### Stated problem:
Copy each of the items below word for word, omitting the pictures.
* BEGIN *
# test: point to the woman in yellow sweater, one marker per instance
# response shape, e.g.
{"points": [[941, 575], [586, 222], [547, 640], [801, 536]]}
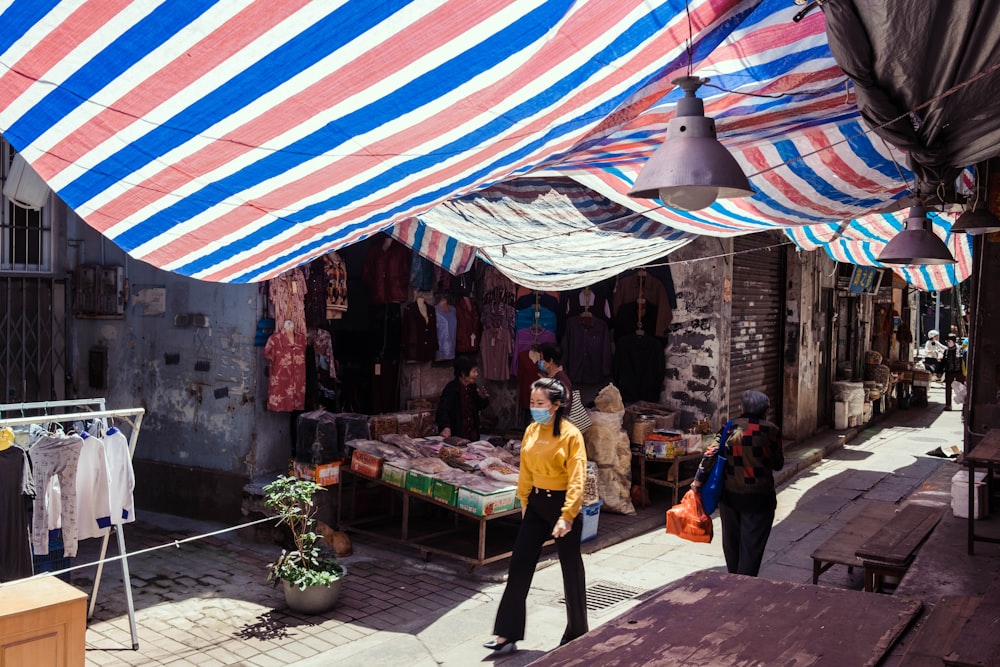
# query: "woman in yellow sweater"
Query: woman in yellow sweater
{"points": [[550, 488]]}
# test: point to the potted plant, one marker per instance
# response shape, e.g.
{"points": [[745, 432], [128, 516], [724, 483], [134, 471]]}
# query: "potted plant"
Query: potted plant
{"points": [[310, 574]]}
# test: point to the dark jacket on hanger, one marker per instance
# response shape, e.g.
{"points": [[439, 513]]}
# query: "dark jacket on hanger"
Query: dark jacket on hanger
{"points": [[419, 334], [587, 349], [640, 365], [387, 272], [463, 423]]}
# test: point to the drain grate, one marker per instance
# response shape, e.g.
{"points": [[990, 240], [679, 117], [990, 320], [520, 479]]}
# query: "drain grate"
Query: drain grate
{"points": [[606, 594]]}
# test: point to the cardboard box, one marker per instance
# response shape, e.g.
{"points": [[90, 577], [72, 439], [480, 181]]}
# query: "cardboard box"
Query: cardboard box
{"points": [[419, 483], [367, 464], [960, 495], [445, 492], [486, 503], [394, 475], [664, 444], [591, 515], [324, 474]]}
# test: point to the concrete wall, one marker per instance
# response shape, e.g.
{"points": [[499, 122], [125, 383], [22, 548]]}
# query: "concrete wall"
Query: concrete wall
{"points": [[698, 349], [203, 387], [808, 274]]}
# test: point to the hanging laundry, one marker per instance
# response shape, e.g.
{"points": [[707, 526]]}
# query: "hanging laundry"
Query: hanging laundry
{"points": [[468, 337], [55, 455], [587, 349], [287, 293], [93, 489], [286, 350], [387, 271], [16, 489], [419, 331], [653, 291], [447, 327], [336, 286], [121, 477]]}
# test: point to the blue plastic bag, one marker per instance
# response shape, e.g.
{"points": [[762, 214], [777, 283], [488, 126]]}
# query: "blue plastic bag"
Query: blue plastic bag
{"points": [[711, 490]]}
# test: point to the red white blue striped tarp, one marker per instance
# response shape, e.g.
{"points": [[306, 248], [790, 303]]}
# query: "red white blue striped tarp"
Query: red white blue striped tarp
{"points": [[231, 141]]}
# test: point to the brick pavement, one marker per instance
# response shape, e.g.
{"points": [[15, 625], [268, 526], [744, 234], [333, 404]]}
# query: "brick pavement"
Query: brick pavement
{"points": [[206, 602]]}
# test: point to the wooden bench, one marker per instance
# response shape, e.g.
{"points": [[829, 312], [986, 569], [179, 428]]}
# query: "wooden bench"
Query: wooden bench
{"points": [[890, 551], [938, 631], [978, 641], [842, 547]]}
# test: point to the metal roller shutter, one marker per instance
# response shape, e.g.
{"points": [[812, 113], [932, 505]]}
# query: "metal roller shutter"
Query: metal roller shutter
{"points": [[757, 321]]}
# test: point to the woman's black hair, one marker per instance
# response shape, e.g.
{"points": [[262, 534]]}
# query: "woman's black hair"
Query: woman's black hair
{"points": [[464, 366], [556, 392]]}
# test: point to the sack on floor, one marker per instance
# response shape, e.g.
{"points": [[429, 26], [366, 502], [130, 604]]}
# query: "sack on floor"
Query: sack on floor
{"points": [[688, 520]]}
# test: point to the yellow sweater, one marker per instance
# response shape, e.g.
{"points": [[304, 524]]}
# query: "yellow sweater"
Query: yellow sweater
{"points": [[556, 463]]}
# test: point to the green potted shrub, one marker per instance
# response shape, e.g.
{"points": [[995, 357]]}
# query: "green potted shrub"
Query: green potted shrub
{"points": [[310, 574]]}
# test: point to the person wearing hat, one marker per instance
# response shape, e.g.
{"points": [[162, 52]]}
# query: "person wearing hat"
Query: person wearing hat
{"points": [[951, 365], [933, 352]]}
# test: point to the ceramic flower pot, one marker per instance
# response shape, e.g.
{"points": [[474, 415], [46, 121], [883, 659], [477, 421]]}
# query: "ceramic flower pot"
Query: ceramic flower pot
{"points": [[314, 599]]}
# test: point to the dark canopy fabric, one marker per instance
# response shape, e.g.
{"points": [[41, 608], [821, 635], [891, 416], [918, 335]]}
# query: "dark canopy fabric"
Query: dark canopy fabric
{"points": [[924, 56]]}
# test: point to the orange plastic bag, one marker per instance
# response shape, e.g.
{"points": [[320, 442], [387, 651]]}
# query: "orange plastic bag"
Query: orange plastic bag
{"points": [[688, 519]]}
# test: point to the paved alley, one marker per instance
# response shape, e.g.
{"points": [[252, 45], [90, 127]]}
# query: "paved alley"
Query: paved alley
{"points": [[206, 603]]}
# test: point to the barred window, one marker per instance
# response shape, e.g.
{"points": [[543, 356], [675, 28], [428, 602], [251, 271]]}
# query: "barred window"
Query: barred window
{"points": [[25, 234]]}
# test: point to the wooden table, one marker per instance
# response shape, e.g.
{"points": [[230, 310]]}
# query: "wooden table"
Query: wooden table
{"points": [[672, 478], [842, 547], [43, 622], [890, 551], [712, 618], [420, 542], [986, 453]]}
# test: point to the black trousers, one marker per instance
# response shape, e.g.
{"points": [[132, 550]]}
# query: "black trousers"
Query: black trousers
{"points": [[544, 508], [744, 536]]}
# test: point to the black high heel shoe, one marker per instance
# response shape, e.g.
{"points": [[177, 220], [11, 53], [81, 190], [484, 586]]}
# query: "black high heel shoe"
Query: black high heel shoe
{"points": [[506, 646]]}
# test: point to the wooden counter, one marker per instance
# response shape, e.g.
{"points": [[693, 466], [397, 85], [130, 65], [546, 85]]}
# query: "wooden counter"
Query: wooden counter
* END *
### The response:
# test: point to the woman in yellow sweater, one marker per instance
# response shape, e.g.
{"points": [[941, 575], [586, 222], [547, 640], [801, 536]]}
# query: "woman in yellow sweater"
Query: woman in yellow sweater
{"points": [[550, 488]]}
# test: point to the potted plant, one marker per instance
# response shape, e.g.
{"points": [[745, 432], [128, 516], [724, 483], [134, 471]]}
# query: "potted plant"
Query: potted plant
{"points": [[310, 574]]}
# test: point to the dark jacket on hanger, one marker per instance
# response shape, e.g.
{"points": [[439, 513]]}
# query: "dark jacket on hanger"
Query: dark jacket on hanger
{"points": [[419, 334], [587, 349], [640, 365], [387, 272], [463, 423]]}
# test: point to the drain grate, one marker per instance
# response shape, e.g.
{"points": [[990, 240], [679, 117], [990, 320], [520, 479]]}
# query: "drain grate"
Query: drain grate
{"points": [[606, 594]]}
# test: point to the cardboard box, one marker per instance
# response shape, e.g.
{"points": [[90, 577], [72, 439], [480, 181]]}
# query: "cardboard box"
Query: cardboard box
{"points": [[419, 483], [367, 464], [960, 495], [445, 492], [486, 503], [394, 475], [664, 444], [591, 515], [324, 474]]}
# test: point to the concrete wall, one marker per instance
# response shape, e.g.
{"points": [[499, 122], [125, 383], [22, 548]]}
# query: "concrete wall"
Query: concrete wall
{"points": [[698, 349], [203, 387], [808, 274]]}
# test: point to the hanging laundry, one marker per instance
# response shape, e.g.
{"points": [[707, 526]]}
# query: "hanging laundry"
Query: hanging laundry
{"points": [[468, 337], [55, 455], [587, 349], [287, 293], [93, 489], [286, 350], [387, 271], [16, 489], [419, 331], [653, 291], [447, 327], [336, 286], [121, 477]]}
# test: point to the blue plastic bag, one marker per instance
# response shape, e.g.
{"points": [[762, 214], [777, 283], [488, 126]]}
# query: "blue plastic bag"
Query: blue plastic bag
{"points": [[711, 490]]}
# test: point to the red white blue striped tarp, one marker per instance
# response shape, e.g.
{"points": [[306, 248], [790, 303]]}
# query: "red white blue striped tarp"
Query: red white blue striped tarp
{"points": [[231, 141]]}
# test: point to the brick pavement, one marker per instance
# response shape, e.g.
{"points": [[15, 625], [268, 526], [744, 234], [333, 404]]}
# query: "brick pavement"
Query: brick pavement
{"points": [[206, 602]]}
# test: point to the wooden bench, one marker per instance
# response shape, e.g.
{"points": [[829, 312], [986, 569], [179, 428]]}
# query: "wooden bench"
Query: wooden bench
{"points": [[890, 551], [938, 631], [978, 641], [842, 547]]}
# test: point to the metal roller shutter, one marker per instance
# response shape, e.g.
{"points": [[812, 113], [932, 505]]}
# query: "metal roller shutter"
Query: metal roller shutter
{"points": [[757, 321]]}
# test: point to the woman's black hair, one marker per instance
# response shape, e.g.
{"points": [[262, 534]]}
# query: "woman's black hair"
Query: woman's black hair
{"points": [[464, 366], [556, 392]]}
# test: point to the sack on floor, one marker per instance
# response shape, e.g.
{"points": [[429, 26], [366, 502], [130, 604]]}
# query: "sack on floor"
Query: sack on floor
{"points": [[688, 520]]}
# test: point to the yellow sweater, one marker per instance
# response shape, e.g.
{"points": [[304, 524]]}
# query: "yellow sweater"
Query: yellow sweater
{"points": [[556, 463]]}
# test: point to the green potted shrub, one marker per instance
# response shape, e.g.
{"points": [[995, 357]]}
# query: "green potted shrub"
Query: green potted shrub
{"points": [[310, 574]]}
# test: point to the person wearing hat, one marker per instance
# response shape, e.g.
{"points": [[162, 52]]}
# query: "person wearing hat"
Query: person wearing hat
{"points": [[951, 365], [933, 352]]}
# test: point to the ceramic flower pot, one marker per instance
# response shape, e.g.
{"points": [[474, 415], [46, 121], [883, 659], [477, 421]]}
# query: "ceramic flower pot"
Query: ceramic flower pot
{"points": [[314, 599]]}
# test: point to the dark canopy fabric, one marker per instance
# response shape, e.g.
{"points": [[41, 608], [821, 635], [891, 416], [918, 335]]}
# query: "dark canopy fabric"
Query: dark canopy fabric
{"points": [[924, 56]]}
# test: point to the orange plastic bag, one marker per instance
# response shape, e.g.
{"points": [[320, 442], [387, 651]]}
# query: "orange plastic bag"
Query: orange plastic bag
{"points": [[688, 519]]}
# test: point to the paved alley, one marker per instance
# response shape, e.g.
{"points": [[252, 45], [90, 127]]}
# query: "paved alley"
Query: paved alley
{"points": [[206, 603]]}
# test: point to the barred window, one marker per instance
# response shape, e.g.
{"points": [[543, 356], [675, 28], [428, 602], [251, 271]]}
# query: "barred window"
Query: barred window
{"points": [[25, 234]]}
# test: point to the wooden table, one marker per instance
# response shape, e.g.
{"points": [[230, 310]]}
# query: "wooden table"
Query: wooden table
{"points": [[672, 478], [842, 547], [43, 622], [890, 551], [712, 618], [420, 542], [986, 453]]}
# test: point to the black trousers, one marker per instance
# response shape, e.g.
{"points": [[132, 550]]}
# query: "black trousers"
Query: black trousers
{"points": [[544, 508], [744, 536]]}
# test: point to the black high heel shoe, one marker per instance
# response shape, e.g.
{"points": [[177, 220], [11, 53], [81, 190], [484, 586]]}
# query: "black high heel shoe"
Query: black high heel shoe
{"points": [[506, 646]]}
# test: point to the wooden counter, one marker per instance
# response shape, e.g.
{"points": [[693, 466], [397, 85], [130, 65], [546, 85]]}
# query: "wooden counter"
Query: wooden counter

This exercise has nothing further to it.